INSTRUCTIONS FOR THE TASK =>
Copy out every line of the records below that contains the string "target". Treat uppercase and lowercase as different when matching.

DATA SHOWN =>
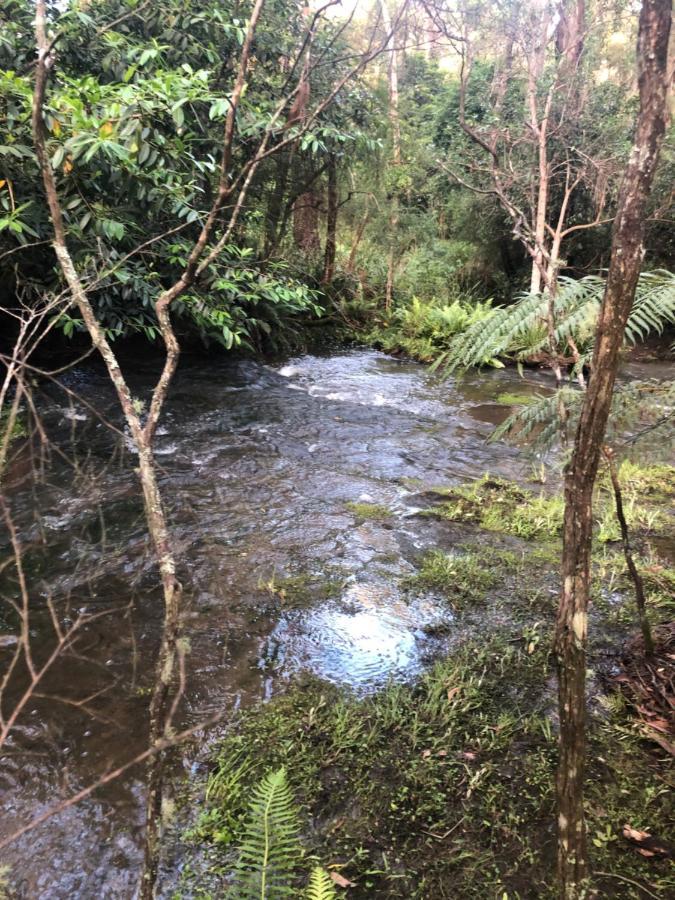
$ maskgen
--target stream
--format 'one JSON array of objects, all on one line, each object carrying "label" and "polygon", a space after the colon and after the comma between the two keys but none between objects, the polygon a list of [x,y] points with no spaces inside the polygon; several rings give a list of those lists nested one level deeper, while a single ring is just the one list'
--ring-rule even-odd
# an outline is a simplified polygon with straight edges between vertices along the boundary
[{"label": "stream", "polygon": [[[147,393],[153,361],[134,360],[133,371],[134,393]],[[37,656],[53,645],[48,602],[71,622],[100,615],[19,720],[0,769],[4,835],[133,758],[146,740],[162,604],[134,454],[91,411],[121,428],[103,370],[81,367],[64,384],[75,399],[56,386],[38,396],[52,442],[39,484],[20,479],[26,450],[8,491]],[[438,542],[433,521],[416,515],[418,495],[486,471],[527,478],[524,454],[485,442],[509,412],[495,398],[550,387],[546,375],[508,369],[443,383],[372,350],[277,366],[185,360],[157,438],[189,609],[180,724],[267,698],[305,672],[373,691],[413,678],[447,650],[447,606],[408,602],[398,587]],[[353,502],[389,515],[359,518]],[[10,550],[4,534],[0,548]],[[9,593],[7,572],[0,578]],[[0,653],[11,634],[3,641]],[[202,743],[222,727],[200,734]],[[194,751],[181,752],[189,773]],[[136,767],[15,841],[0,860],[11,867],[11,896],[133,897],[143,803]]]}]

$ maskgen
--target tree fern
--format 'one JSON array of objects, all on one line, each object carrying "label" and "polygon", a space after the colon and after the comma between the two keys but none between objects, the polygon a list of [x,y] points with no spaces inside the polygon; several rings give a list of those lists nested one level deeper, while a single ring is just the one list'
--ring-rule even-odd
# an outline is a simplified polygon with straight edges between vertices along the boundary
[{"label": "tree fern", "polygon": [[512,413],[495,428],[488,440],[490,443],[503,439],[526,441],[533,449],[548,450],[560,436],[559,403],[562,400],[568,416],[574,418],[582,397],[582,393],[572,387],[560,388],[546,397],[538,396]]},{"label": "tree fern", "polygon": [[299,831],[286,770],[268,772],[249,803],[231,900],[297,896],[293,882],[301,856]]},{"label": "tree fern", "polygon": [[306,900],[336,900],[335,886],[325,869],[317,866],[312,870],[305,896]]},{"label": "tree fern", "polygon": [[[572,338],[580,346],[584,361],[592,351],[595,326],[605,290],[596,275],[573,279],[561,277],[553,301],[554,339],[561,352]],[[548,316],[546,294],[523,294],[509,307],[474,323],[438,361],[450,371],[484,365],[495,356],[526,359],[548,349],[544,327]],[[661,334],[675,322],[675,274],[658,270],[644,272],[639,279],[633,308],[626,324],[626,340],[637,343],[651,333]],[[570,362],[571,362],[570,358]]]}]

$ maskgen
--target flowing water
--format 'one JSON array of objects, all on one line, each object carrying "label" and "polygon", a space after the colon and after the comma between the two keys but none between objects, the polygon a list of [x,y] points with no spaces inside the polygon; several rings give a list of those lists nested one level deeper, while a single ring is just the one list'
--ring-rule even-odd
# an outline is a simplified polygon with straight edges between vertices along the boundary
[{"label": "flowing water", "polygon": [[[132,364],[141,396],[155,367]],[[26,450],[9,491],[38,659],[53,646],[48,602],[71,622],[100,615],[19,720],[0,770],[2,834],[146,740],[162,606],[134,454],[92,412],[121,428],[104,373],[83,368],[64,383],[75,399],[56,387],[39,396],[52,441],[40,484],[20,481],[32,464]],[[509,370],[439,383],[369,350],[277,367],[185,361],[157,439],[189,605],[182,723],[268,697],[303,672],[372,691],[413,677],[445,649],[447,608],[408,602],[397,587],[439,540],[432,520],[415,515],[419,495],[486,471],[526,476],[522,454],[485,443],[508,413],[495,399],[549,389],[546,376]],[[360,519],[347,505],[355,501],[390,515]],[[13,585],[0,577],[7,594]],[[2,620],[0,632],[7,653]],[[193,765],[188,750],[183,765]],[[13,843],[0,862],[11,866],[16,896],[133,897],[143,798],[139,767]]]}]

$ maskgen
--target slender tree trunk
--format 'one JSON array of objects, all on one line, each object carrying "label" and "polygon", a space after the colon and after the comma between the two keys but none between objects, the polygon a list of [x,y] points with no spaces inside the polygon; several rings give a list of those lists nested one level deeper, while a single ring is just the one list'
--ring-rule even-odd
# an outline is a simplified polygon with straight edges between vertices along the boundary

RESPONSE =>
--target stream
--target tree fern
--target flowing water
--target slender tree trunk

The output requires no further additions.